■ **Ihre Aufgaben**
(1) Wie lautet laut dem Text über Detlef Lohmann der Titel seines dritten Buches?
(2) Führen Sie den Text über Detlef Lohmann im Anschluss an seinen letzten Satz weiter.

■ **Lesetext**
◇ ◇ ◇ ◇ ◇
Führungskultur, New Work, Nachhaltigkeit: Der Unternehmer und Autor Detlef Lohmann sieht zentrale Themen voraus. Wie macht er das?
VON KATHRIN ERMERT
Detlef Lohmann hat stets ein leichtes Lächeln auf den Lippen, das seine Gedanken zu verraten scheint. „Redet Ihr nur“, meint man da zu lesen. „Ich weiß es eh besser.“ Dennoch wirkt der 64-Jährige nicht überheblich, tritt eher zurückhaltend und nicht besserwisserisch auf. Er hat sich etwas Bübisches bewahrt. Schelmisch, verschmitzt erzählt er im Besprechungsraum seiner Firma Allsafe in Engen seine Geschichte, die man getrost als Erfolgsgeschichte bezeichnen kann. Ein separates Büro hat der Chef nicht. Er arbeitet im gleichen Raum mit seinem Team.
Allsafe stellt mit seinen etwa 240 Mitarbeitenden (200 in Engen und 40 in Fürstenwalde bei Berlin) Zurrgurte, Netze und Sperrstangen zur Ladungssicherung sowie Sitzschienen für Transporter und Fittinge für Flugzeugsitze her. Der Umsatz hat sich, seit Lohmann 1999 als geschäftsführender Gesellschafter eingestiegen ist, etwa versiebenfacht auf zuletzt rund 70 Millionen Euro. Darauf ist der „Unternehmer aus Leidenschaft“ (Lohmann über Lohmann) stolz, und er genießt die Bestätigung, die er – oft erst spät – für seine Leistung erfährt. Über seine Art, ein Unternehmen zum Erfolg zu führen, hat Lohmann ein Buch geschrieben. Die Onlineplattform Managementbuch.de kürte den Titel „… und mittags geh ich heim“ zum Buch des Jahres 2012. Für ein Sachbuch verkaufte es sich außerordentlich gut– etwa 15.000 mal. Dem Erstling über Führungskultur folgte 2016 ein Werk über New Work. Und im Mai hat Lohmann sein drittes Buch veröffentlicht. „Mit gutem Gewissen“ heißt es, und es geht um gesundes Wirtschaften, um Nachhaltigkeit.
◇ ◇ ◇ ◇ ◇
■ **Inhalt der Datensätze**
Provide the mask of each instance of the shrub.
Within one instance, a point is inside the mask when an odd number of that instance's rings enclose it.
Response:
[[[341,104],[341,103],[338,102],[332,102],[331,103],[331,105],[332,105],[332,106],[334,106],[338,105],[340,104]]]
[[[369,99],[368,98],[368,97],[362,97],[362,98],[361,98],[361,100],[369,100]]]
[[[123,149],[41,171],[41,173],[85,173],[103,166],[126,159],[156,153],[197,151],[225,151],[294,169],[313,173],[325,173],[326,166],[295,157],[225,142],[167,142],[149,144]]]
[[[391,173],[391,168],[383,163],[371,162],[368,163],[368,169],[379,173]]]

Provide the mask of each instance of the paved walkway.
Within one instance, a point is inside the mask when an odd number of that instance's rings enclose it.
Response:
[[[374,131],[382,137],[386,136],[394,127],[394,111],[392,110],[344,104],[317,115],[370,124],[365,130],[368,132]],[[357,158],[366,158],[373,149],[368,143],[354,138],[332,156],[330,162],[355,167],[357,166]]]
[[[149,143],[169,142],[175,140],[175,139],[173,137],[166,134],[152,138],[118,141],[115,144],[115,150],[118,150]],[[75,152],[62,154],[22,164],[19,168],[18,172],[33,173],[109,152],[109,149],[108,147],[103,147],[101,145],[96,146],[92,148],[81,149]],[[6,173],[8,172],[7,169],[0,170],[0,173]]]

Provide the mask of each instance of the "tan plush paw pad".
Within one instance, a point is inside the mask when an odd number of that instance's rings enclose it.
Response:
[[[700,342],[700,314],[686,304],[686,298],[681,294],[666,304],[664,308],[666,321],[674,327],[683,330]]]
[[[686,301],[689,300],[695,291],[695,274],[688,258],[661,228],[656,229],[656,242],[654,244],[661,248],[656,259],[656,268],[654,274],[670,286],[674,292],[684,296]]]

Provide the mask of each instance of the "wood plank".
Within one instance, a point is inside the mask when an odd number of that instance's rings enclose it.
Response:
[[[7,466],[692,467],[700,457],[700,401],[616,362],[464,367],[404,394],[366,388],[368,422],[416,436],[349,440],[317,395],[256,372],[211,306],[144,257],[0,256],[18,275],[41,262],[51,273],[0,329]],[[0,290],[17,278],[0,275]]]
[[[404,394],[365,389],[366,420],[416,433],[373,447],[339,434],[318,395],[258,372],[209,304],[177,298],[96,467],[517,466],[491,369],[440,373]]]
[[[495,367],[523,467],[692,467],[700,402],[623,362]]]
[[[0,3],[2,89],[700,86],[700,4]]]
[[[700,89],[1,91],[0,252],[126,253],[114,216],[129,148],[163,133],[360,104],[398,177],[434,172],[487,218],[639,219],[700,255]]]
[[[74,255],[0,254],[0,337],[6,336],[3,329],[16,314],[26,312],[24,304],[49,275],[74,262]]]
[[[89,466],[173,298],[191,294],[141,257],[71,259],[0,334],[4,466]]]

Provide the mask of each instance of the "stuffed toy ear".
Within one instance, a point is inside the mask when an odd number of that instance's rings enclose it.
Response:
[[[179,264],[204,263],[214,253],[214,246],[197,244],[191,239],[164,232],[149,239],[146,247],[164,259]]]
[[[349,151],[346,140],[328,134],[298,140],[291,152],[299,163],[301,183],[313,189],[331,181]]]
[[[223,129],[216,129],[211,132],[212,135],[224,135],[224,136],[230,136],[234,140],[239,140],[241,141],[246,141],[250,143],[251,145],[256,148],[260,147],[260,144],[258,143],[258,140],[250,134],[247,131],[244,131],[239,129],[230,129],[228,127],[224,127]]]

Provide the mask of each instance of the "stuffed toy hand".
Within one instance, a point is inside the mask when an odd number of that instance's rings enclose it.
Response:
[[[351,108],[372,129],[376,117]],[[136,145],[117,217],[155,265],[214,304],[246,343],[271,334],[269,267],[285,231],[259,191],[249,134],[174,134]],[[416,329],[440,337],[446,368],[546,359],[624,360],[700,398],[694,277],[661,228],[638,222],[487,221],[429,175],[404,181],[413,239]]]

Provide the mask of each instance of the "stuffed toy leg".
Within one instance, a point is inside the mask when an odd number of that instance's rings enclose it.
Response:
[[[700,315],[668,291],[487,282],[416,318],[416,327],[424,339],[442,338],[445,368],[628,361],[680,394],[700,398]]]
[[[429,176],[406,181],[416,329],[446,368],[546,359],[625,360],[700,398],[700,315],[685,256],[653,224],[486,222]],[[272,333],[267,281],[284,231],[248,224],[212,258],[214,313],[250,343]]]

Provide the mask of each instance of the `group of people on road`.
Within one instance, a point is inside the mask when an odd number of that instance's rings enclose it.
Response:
◇ ◇ ◇ ◇ ◇
■ **Lösungen**
(1) „Mit gutem Gewissen“

(2)
Nutzen statt besitzen
Das Thema treibt Lohmann schon viele Jahre um, seit er erstmals über den CO2-Fußabdruck von Produkten gelesen hatte und das im eigenen Unternehmen umsetzen wollte. Damals wusste er nichts über die verschiedenen Umfänge, „Scopes“ von Emissionen. Scope 1 schaut nur auf Primärenergieverbrauch im Unternehmen, Scope 2 auch auf Sekundärenergie, also Stromverbrauch, doch erst Scope 3 nimmt die gesamte Lieferkette in den Blick. Dafür fehlen zwar viele Daten, doch Lohmann nutzte Schätzungen und kam so zu einer „brutalen Erkenntnis“. Denn der CO2-Ausstoß pro Kilo verkauftem Produkt, der in Scope 1 und 2 bei etwa 60 Gramm lag, vervielfältigte sich bei der Betrachtung der gesamten Lieferkette auf 11 Kilo. Vor allem der Ressourcenverbrauch haut so rein. Denn um etwa Eisen aus Eisenerz zu erzeugen, braucht es unglaublich viel Energie.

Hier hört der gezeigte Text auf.